**Tâches à réaliser**
• 1. Répondez à ces questions sur le texte consacré à l'exil de Napoléon sur l'île d'Elbe :
(a) À quelle date ont lieu les adieux de Fontainebleau ?
(b) Qui entre triomphalement à Paris pendant que Napoléon s'éloigne ?
(c) Où Marie-Louise a-t-elle préféré rentrer plutôt que de rejoindre Napoléon ?
• 2. Pouvez-vous résumer en deux phrases le texte sur l'exil de Napoléon à l'île d'Elbe ?
• 3. Pouvez-vous poursuivre le texte sur l'exil de Napoléon à l'île d'Elbe à partir de sa dernière phrase ?

**Texte du document**
☆ ☆ ☆ ☆ ☆ ☆ ☆
L'arrivée de Napoléon sur l'île d'Elbe le 4 mai 1814
Face aux exigences des Alliés, il cède son trône, espérant naïvement le laisser à son fils. Mais le 6 avril, c'est une abdication sans conditions qui est signée, marquant le début de son exil sur l'île d'Elbe, un dénouement que lui-même n'aurait pu envisager. Les adieux de Fontainebleau, le 20 avril, marquent la fin d'une ère. Pendant que Napoléon s'éloigne, Louis XVIII, symbole d'un ordre ancien restauré, entre triomphalement à Paris.
L'évasion de l'île d'Elbe
La vie de Napoléon en exil
Carte de l'île d'Elbe en 1814
Dès son arrivée en exil sur l'île d'Elbe, Napoléon est déjà tourné vers l'avenir, rêvant de reconquête. Malgré ses efforts pour donner de l'éclat à ce royaume réduit, l'ennui le gagne, aggravé par des soucis financiers – une rente promise qui n'arrive pas. Isolé, il vit mal l'absence de sa femme Marie-Louise et de son fils. Elle a refusé de le rejoindre et a préféré rentrer à Vienne dans sa famille, les Habsbourg.
Désormais Napoléon règne sur un empire miniature. Malgré sa beauté et sa proximité avec la Corse, cela ne suffit pas à combler le vide laissé par l'absence de sa famille et le poids de ses ambitions perdues. De plus c’est depuis son exil sur l'île d'Elbe, qu’il voit Louis XVIII reprendre le trône de France. Malgré sa surveillance, Napoléon, même privé de moyens, travaille secrètement à planifier son retour.
☆ ☆ ☆ ☆ ☆ ☆ ☆
**Matériel fourni**

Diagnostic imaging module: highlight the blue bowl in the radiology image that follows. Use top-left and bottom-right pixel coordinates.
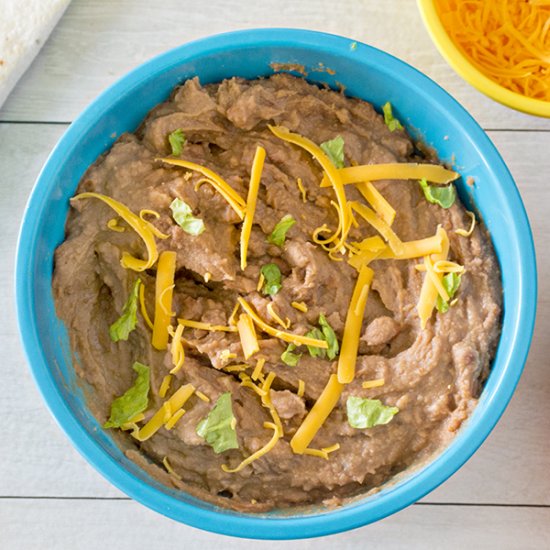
☆ ☆ ☆ ☆ ☆ ☆ ☆
**Réponses de l'exercice**
• 1.
(a) Le 20 avril.
(b) Louis XVIII.
(c) À Vienne, dans sa famille, les Habsbourg.

• 2. Après son abdication sans conditions, signée le 6 avril, et les adieux de Fontainebleau du 20 avril, Napoléon part en exil sur l'île d'Elbe tandis que Louis XVIII entre triomphalement à Paris. Sur l'île, il souffre de l'ennui, de soucis financiers et de l'absence de sa femme et de son fils, mais il travaille secrètement à planifier son retour.

• 3.
Napoléon rêve d’évasion
Napoléon Ier quittant l'île d'Elbe. 26 février 1815, tableau de Joseph Beaume
Dès le 17 février 1815, profitant de l'absence du commissaire britannique Campbell, qui a la charge de sa surveillance, Napoléon orchestre discrètement l'armement de son voilier, « l'Inconstant ». Avec une facilité déconcertante, l'intendant Balbiani rassembla les nombreux ouvriers nécessaires au réarmement du navire. Mais « l'Inconstant » seul ne suffirait pas à porter l'ambition de Napoléon de retourner en France avec un millier d’hommes. Ainsi d'autres navires, dont l'étoile et plusieurs embarcations locales, furent discrètement préparés, sous l’œil d’une population bienveillante et muette. L'armement et les provisions furent embarqués en quelques jours.
Pendant ce temps Napoléon donnait le change, en multipliant les diversions. Ainsi il s’occupait consciencieusement des affaires de l’île. Durant cette période il organise la venue d'une troupe d'opéra, convoque la cour d'appel nouvellement créée, et planifie des travaux à Portoferraio. Évidemment il continuait à peaufiner son évasion, prévoyant même un plan de repli vers la Corse, si les choses tournaient mal. Les Britanniques furent alertés trop tard par les rumeurs d’un départ imminent. Napoléon connaissait l’inquiétude des Anglais à son égard, mais rien ne pouvait l’empêcher de finir les préparatifs de l'une des évasions les plus audacieuses de l'histoire.
L’évasion de l’île d’Elbe
Le brick Inconstant, du capitaine Taillade et ramenant Napoléon en France, croise le brick Zéphir, du capitaine Andrieux. Retour de l'Île d'Elbe, 18 février 1815 peint par Ambroise Louis Garneray
Napoléon profite de l'absence de Campbell, parti à Livourne, pour planifier avec précision son départ de l'île d'Elbe. Ainsi le 26 février 1815, Napoléon fait avancer l'heure de la messe, avant de confier sa mère et sa sœur, sous la responsabilité des habitants de l’île.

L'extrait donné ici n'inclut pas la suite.